What to work on:
Find each line in the records that contains the word "layered", and copy all of those lines.
::::::::
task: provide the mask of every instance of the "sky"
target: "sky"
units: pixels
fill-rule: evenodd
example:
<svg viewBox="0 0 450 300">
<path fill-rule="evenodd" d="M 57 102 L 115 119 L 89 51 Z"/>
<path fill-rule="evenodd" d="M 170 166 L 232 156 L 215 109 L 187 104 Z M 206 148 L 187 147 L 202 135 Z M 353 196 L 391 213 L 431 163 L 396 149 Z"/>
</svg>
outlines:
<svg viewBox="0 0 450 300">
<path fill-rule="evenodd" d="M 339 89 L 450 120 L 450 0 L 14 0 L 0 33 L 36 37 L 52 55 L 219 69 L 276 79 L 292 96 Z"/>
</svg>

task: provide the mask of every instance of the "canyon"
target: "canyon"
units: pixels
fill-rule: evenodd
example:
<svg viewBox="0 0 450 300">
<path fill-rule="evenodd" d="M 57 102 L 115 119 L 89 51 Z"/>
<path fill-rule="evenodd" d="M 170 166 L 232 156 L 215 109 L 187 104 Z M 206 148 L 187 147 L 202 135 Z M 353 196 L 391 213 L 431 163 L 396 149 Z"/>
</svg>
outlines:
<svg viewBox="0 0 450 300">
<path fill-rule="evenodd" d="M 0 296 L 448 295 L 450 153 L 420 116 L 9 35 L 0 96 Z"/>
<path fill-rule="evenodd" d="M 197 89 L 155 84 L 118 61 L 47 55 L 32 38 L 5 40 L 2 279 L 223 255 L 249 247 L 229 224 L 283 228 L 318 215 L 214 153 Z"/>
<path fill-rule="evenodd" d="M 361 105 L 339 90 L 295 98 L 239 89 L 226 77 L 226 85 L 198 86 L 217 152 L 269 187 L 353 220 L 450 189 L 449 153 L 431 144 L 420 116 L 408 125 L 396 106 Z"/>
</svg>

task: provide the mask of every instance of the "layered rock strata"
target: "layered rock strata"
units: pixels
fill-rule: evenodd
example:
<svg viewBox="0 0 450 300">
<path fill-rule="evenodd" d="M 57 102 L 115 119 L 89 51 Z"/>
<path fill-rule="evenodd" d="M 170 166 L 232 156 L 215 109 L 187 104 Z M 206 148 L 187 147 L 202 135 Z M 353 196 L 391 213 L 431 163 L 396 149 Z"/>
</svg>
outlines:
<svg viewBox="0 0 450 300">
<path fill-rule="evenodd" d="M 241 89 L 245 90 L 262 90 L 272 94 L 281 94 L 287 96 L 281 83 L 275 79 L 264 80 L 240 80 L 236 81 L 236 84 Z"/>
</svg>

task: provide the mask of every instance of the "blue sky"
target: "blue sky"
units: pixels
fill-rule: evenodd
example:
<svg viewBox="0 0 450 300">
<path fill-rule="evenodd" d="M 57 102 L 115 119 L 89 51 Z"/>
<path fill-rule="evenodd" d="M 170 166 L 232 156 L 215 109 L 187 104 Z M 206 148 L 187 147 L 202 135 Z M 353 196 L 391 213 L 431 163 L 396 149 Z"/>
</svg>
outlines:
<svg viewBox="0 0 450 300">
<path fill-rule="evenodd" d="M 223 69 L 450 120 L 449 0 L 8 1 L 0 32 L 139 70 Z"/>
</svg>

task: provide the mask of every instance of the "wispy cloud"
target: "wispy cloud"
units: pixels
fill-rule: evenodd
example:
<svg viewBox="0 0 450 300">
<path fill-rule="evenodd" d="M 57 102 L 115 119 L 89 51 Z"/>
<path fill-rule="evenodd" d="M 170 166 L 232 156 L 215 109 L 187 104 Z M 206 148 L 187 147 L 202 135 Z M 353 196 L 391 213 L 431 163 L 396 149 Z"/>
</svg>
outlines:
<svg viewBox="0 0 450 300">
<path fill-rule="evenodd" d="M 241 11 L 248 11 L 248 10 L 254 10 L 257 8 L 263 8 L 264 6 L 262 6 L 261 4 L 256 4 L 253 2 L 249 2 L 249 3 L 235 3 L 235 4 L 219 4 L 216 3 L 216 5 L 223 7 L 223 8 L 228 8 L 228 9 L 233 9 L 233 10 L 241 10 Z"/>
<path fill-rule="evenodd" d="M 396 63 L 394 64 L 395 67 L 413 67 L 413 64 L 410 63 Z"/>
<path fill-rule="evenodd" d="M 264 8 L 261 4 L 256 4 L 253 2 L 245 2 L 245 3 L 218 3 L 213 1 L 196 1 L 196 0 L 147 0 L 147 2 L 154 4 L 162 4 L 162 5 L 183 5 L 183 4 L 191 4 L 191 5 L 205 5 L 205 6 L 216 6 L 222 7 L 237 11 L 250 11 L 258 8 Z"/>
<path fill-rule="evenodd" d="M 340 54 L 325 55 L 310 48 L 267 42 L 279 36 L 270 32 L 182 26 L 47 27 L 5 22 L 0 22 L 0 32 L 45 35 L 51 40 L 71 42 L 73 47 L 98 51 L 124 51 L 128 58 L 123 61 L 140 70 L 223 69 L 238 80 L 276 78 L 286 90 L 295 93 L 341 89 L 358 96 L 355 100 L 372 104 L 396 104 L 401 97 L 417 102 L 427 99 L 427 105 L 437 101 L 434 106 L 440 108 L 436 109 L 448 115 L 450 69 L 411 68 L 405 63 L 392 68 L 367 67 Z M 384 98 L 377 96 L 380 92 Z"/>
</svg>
::::::::
Result:
task: provide the mask of every instance of the "layered rock strata"
target: "layered rock strata"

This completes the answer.